— BEGIN —
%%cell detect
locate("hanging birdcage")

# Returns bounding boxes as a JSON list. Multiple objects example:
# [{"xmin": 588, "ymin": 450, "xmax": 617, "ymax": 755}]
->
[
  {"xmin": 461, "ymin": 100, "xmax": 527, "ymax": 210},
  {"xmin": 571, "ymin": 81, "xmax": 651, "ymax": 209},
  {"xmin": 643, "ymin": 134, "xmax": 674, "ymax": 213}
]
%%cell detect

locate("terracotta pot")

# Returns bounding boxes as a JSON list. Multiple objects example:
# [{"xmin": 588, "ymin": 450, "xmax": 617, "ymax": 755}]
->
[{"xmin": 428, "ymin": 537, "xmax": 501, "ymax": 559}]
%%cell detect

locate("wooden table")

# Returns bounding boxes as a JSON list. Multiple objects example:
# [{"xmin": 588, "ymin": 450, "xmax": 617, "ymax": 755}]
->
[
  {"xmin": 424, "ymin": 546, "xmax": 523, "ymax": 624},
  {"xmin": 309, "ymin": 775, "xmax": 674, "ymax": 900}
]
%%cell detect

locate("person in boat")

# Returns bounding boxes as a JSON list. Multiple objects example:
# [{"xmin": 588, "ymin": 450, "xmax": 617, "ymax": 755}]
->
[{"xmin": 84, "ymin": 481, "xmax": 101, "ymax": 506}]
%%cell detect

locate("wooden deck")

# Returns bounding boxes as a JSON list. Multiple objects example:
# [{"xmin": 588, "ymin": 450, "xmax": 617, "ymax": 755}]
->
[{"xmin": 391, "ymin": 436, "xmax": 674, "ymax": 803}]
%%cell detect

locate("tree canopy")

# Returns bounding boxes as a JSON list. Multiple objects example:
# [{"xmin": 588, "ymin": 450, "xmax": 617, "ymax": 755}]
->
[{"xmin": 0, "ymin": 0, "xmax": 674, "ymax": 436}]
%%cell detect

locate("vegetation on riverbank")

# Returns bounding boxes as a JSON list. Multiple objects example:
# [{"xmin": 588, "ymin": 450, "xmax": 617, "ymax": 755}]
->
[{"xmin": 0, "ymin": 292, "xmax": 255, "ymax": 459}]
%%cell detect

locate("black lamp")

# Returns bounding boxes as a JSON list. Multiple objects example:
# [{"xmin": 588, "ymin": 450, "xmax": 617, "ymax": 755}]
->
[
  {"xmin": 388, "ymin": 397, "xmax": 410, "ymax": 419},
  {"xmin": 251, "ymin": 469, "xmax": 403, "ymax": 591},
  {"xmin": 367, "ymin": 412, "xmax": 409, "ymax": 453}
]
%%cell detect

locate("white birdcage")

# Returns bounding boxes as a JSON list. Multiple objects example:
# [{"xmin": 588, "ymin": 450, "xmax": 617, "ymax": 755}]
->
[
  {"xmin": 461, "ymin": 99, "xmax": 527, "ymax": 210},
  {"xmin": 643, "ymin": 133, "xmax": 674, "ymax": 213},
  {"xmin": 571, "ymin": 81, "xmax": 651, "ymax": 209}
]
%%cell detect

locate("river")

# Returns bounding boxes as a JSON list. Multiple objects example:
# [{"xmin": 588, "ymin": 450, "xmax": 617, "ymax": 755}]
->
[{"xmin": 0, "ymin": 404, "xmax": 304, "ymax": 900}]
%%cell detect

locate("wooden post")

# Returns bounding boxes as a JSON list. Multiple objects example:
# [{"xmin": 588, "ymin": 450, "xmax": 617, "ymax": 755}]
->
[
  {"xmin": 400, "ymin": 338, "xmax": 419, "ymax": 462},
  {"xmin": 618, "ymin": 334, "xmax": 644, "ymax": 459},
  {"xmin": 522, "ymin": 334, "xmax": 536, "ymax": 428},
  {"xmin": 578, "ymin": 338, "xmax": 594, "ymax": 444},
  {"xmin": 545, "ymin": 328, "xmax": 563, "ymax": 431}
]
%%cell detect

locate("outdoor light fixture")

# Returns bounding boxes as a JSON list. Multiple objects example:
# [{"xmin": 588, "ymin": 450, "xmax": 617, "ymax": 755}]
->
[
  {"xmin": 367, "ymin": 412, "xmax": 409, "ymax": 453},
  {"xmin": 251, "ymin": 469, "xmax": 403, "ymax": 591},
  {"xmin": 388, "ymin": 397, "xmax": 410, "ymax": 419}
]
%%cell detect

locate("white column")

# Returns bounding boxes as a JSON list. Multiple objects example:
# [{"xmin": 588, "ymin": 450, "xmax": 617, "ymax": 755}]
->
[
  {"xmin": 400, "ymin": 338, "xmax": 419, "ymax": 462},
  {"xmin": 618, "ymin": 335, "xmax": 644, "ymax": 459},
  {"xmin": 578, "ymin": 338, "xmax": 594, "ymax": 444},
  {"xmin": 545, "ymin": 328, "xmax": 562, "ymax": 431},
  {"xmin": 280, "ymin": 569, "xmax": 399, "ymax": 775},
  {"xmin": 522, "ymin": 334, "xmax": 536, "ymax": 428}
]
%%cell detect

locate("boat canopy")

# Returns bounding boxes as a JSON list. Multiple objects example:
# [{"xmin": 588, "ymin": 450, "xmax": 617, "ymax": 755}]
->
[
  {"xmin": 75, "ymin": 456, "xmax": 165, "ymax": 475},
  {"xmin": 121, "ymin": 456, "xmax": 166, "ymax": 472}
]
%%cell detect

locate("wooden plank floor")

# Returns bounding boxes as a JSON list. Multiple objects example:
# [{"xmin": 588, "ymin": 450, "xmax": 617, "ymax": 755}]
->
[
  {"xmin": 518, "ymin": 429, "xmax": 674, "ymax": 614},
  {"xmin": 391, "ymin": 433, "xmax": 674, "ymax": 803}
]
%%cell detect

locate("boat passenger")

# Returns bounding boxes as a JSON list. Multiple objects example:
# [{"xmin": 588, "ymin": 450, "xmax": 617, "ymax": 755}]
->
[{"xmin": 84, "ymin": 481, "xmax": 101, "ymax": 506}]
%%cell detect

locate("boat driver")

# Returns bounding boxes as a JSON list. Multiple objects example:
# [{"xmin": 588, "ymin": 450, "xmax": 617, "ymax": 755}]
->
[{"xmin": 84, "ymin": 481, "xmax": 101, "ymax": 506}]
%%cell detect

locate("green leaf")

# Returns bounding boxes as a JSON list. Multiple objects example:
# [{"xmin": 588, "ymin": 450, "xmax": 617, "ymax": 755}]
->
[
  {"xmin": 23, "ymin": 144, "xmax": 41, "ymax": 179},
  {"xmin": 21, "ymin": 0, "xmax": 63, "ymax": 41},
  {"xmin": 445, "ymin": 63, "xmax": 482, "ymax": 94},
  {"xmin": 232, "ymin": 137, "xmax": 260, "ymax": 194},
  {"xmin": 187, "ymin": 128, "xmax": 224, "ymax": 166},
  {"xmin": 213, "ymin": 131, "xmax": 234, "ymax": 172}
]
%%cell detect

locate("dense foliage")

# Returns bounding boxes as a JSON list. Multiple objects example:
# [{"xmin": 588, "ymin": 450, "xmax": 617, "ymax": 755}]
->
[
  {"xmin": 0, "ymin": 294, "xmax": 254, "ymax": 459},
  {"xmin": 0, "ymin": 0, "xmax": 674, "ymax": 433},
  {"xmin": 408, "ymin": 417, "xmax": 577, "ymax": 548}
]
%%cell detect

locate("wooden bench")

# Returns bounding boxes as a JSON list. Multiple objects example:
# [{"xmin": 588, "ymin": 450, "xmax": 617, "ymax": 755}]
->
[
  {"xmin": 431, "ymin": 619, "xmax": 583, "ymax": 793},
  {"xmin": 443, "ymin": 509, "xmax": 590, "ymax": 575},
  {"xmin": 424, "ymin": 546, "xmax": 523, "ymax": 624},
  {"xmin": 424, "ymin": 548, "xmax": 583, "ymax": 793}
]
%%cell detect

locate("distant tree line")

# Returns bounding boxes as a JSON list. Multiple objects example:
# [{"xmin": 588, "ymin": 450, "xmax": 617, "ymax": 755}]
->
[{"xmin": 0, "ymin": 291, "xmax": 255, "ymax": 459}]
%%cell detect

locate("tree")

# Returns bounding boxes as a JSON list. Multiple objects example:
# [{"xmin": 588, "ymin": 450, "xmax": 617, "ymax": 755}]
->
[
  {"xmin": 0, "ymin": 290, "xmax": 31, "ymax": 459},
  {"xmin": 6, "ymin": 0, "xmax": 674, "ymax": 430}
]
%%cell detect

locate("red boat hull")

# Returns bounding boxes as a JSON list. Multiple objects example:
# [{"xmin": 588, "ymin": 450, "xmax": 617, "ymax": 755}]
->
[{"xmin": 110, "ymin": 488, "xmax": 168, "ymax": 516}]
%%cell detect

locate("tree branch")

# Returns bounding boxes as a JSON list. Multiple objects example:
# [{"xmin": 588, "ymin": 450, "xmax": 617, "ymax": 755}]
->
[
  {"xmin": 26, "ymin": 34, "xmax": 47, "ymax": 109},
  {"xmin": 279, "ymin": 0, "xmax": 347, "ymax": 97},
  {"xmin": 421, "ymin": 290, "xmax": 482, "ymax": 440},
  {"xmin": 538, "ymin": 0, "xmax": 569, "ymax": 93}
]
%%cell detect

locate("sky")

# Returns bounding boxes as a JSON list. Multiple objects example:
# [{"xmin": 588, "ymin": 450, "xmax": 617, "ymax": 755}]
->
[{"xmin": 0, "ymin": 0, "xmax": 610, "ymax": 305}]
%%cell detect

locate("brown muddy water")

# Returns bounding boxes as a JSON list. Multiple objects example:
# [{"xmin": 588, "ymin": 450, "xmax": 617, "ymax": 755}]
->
— END —
**To do**.
Select each line in the records above that contains the word "canopy" and copy those lines.

**Answer in full**.
locate("tree canopy")
locate("boat canopy")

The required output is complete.